======== Records provided

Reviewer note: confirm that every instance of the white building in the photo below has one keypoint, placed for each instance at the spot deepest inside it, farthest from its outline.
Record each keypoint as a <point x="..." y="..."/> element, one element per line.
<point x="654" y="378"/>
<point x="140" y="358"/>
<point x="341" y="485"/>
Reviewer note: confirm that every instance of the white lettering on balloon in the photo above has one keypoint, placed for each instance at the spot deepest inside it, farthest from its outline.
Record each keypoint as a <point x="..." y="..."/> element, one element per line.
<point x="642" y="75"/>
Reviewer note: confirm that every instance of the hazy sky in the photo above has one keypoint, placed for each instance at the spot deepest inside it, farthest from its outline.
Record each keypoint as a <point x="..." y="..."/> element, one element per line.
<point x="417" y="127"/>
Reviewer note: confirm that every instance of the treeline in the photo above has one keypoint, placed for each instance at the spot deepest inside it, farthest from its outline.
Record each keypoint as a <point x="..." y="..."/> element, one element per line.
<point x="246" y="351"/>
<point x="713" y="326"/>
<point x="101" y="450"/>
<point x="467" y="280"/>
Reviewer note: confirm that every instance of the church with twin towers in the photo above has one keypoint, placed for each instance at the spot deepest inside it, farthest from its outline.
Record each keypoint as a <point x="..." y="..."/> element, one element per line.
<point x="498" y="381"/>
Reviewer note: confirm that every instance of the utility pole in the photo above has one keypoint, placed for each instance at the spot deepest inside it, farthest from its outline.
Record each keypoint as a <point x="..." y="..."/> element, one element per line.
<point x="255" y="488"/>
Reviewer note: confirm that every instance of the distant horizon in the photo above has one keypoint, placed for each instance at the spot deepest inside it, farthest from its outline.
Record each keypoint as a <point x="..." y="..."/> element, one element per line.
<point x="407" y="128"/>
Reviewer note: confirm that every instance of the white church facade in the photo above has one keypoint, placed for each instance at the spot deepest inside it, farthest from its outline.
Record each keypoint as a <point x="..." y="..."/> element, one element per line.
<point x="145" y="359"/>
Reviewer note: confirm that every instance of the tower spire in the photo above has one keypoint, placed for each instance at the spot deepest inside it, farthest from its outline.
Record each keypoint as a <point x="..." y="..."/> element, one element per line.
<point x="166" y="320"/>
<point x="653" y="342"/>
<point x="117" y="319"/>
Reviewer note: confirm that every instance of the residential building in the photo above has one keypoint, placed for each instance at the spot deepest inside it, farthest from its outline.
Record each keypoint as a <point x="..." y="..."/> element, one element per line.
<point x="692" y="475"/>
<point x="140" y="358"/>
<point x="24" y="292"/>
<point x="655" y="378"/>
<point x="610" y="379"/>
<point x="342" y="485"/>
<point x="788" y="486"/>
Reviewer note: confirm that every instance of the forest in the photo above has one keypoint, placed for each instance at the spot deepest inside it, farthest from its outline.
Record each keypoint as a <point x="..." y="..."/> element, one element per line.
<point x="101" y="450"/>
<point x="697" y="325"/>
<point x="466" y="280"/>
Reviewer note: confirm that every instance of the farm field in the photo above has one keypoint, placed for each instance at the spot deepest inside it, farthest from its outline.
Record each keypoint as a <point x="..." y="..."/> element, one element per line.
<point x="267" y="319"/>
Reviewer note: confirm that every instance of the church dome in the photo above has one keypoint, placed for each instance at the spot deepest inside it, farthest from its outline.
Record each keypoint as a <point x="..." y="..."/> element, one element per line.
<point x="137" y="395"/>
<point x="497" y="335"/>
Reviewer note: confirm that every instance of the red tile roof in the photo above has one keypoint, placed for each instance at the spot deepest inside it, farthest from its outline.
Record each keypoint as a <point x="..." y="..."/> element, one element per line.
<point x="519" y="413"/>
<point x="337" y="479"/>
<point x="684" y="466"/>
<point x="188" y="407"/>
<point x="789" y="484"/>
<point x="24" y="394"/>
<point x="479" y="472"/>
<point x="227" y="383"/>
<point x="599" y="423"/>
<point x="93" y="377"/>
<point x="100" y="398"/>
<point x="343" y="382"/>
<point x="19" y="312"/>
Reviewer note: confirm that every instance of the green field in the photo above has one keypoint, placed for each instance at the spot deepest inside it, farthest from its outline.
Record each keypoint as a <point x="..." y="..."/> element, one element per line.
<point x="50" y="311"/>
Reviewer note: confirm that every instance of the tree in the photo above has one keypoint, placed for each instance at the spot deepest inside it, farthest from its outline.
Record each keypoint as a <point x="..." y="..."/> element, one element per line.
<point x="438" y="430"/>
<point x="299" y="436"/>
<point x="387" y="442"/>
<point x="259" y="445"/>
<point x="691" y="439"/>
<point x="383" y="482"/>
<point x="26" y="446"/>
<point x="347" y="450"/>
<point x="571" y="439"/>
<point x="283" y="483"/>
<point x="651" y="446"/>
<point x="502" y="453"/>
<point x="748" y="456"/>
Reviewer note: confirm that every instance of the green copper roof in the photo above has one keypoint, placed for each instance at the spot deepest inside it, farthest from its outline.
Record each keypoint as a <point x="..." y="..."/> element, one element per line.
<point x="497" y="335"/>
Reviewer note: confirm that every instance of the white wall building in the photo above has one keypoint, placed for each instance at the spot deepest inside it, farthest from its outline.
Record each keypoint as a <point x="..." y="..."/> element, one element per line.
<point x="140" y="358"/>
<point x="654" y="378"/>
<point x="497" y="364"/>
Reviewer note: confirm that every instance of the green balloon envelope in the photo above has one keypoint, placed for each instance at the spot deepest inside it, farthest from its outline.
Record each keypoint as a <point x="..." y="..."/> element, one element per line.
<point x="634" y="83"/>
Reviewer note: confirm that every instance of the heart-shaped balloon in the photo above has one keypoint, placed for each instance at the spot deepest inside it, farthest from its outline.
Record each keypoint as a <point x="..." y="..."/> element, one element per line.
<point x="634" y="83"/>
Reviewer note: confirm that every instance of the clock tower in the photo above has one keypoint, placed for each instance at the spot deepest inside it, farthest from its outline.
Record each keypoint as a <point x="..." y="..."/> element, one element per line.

================

● **Problem**
Reproduce all of the material above word for word.

● **Answer to the exercise**
Reviewer note: confirm that every instance of the white building in the photo below has one keypoint, placed for each instance at the spot deepest inside it, farthest from its outline.
Record each keypoint as a <point x="..." y="..."/> element, one element per line.
<point x="654" y="378"/>
<point x="140" y="358"/>
<point x="341" y="485"/>
Reviewer note: confirm that every instance of the white lettering on balloon in the photo above has one keypoint, placed for each instance at the spot deepest inside it, farthest from its outline.
Record each keypoint as a <point x="..." y="..."/> element, one element per line.
<point x="642" y="75"/>
Reviewer note: confirm that every instance of the hazy sky in the photo above has one keypoint, placed for each instance at the spot deepest inside it, farthest from its outline.
Record each keypoint as a <point x="..." y="..."/> element, one element per line.
<point x="417" y="127"/>
Reviewer note: confirm that every instance of the treeline in the photo above has one keypoint, placed for each instance at the spot deepest inside it, farthest from its outline.
Record each keypoint as a <point x="..." y="..."/> element, one element per line.
<point x="246" y="351"/>
<point x="713" y="326"/>
<point x="101" y="450"/>
<point x="467" y="280"/>
Reviewer note: confirm that every instance of the church with twin towers in the photo above has one keypoint, placed for each instance at the spot deepest inside it, farthest from its outline.
Record each keypoint as a <point x="..." y="..."/> element, one element per line.
<point x="498" y="381"/>
Reviewer note: confirm that every instance of the utility pole in the photo above has one keypoint, placed for each instance at the spot deepest inside it, farthest from its outline.
Record each keypoint as a <point x="..." y="..."/> element, one element per line.
<point x="255" y="488"/>
Reviewer note: confirm that every instance of the distant horizon in the photo above has one keypoint, placed for each instance at the spot deepest inside it, farthest from its outline.
Record each keypoint as a <point x="..." y="..."/> element, one element per line.
<point x="407" y="128"/>
Reviewer note: confirm that every instance of the white church facade in the photo above has one keypoint, placed for each instance at the spot deepest inside it, farthest from its outline.
Record each keypoint as a <point x="..." y="..."/> element, one element per line.
<point x="145" y="359"/>
Reviewer note: confirm that every instance of the tower spire in the photo above has one keypoint, placed for each instance at the spot deepest inside it, farthest from its outline.
Record each keypoint as a <point x="..." y="..."/> element, one element per line.
<point x="166" y="320"/>
<point x="653" y="342"/>
<point x="117" y="319"/>
Reviewer note: confirm that every instance of the residential building in the photo above has one keypoint, placed for each instance at the spot deepest inside it, farthest from its outline.
Record each keypoint as a <point x="..." y="..."/> element, one element per line.
<point x="692" y="475"/>
<point x="140" y="358"/>
<point x="24" y="292"/>
<point x="655" y="378"/>
<point x="610" y="379"/>
<point x="342" y="485"/>
<point x="788" y="486"/>
Reviewer note: confirm that every instance of the forest in the photo above has one keypoint, placed for each instance at the spot deepest inside it, farthest from its outline.
Record each keypoint as a <point x="..." y="..."/> element, one element per line.
<point x="101" y="450"/>
<point x="697" y="325"/>
<point x="466" y="280"/>
Reviewer note: confirm that every instance of the farm field in the photo above has one keypoint, placed for each instance at the spot deepest inside it, farthest from its outline.
Record each keypoint as a <point x="..." y="..."/> element, one element per line.
<point x="267" y="319"/>
Reviewer note: confirm that every instance of the church dome in the photo above has one keypoint, placed for each instance at the spot deepest inside it, farthest from its outline.
Record each keypoint as a <point x="..." y="..."/> element, one element per line.
<point x="137" y="395"/>
<point x="497" y="335"/>
Reviewer note: confirm that every instance of the red tile roof in the photo above has one keypoint, placed for each instance at the spot deepest inside it, farthest from its outline.
Record each keypoint as a <point x="..." y="..."/> element, one element per line.
<point x="519" y="413"/>
<point x="337" y="479"/>
<point x="684" y="466"/>
<point x="188" y="407"/>
<point x="789" y="484"/>
<point x="24" y="394"/>
<point x="479" y="472"/>
<point x="227" y="383"/>
<point x="599" y="423"/>
<point x="93" y="377"/>
<point x="100" y="398"/>
<point x="343" y="382"/>
<point x="19" y="312"/>
Reviewer note: confirm that every instance of the green field in the photo above has one keypoint, placed for each instance at the spot deepest inside it, farthest from its outline.
Record each keypoint as a <point x="..." y="..."/> element, one element per line.
<point x="50" y="311"/>
Reviewer note: confirm that every instance of the tree in the photo above has one keypoint, placed for each instance at the spot deepest inside it, farthest from its outline.
Record each keypoint as a <point x="..." y="..."/> element, one element per line.
<point x="438" y="430"/>
<point x="299" y="436"/>
<point x="387" y="442"/>
<point x="259" y="445"/>
<point x="691" y="439"/>
<point x="383" y="482"/>
<point x="26" y="446"/>
<point x="347" y="450"/>
<point x="571" y="439"/>
<point x="283" y="483"/>
<point x="651" y="446"/>
<point x="502" y="453"/>
<point x="748" y="456"/>
Reviewer note: confirm that every instance of the green copper roof in the photo above has one keypoint, placed for each instance at the spot deepest inside it, farthest from its outline.
Record each keypoint as a <point x="..." y="..."/> element, one element per line.
<point x="497" y="335"/>
Reviewer note: confirm that every instance of the white wall building in the photo above has one keypoint, placed for each instance at the spot deepest inside it, farthest from its outline.
Record each keypoint as a <point x="..." y="..."/> element, one element per line.
<point x="140" y="358"/>
<point x="654" y="378"/>
<point x="497" y="364"/>
Reviewer note: confirm that every instance of the green balloon envelope in the photo above has one keypoint, placed for each instance at the spot deepest inside it, farthest from its outline.
Record each keypoint as a <point x="..." y="..."/> element, one element per line.
<point x="634" y="83"/>
Reviewer note: confirm that every instance of the heart-shaped balloon in the photo above has one keypoint, placed for each instance at the spot deepest inside it, farthest from its outline.
Record each keypoint as a <point x="..." y="..."/> element, one element per line.
<point x="634" y="83"/>
Reviewer note: confirm that every instance of the clock tower in the photo above has one keypoint, placed for each instance at the spot deepest inside it, farthest from its outline.
Record each keypoint as a <point x="..." y="..."/> element, one element per line.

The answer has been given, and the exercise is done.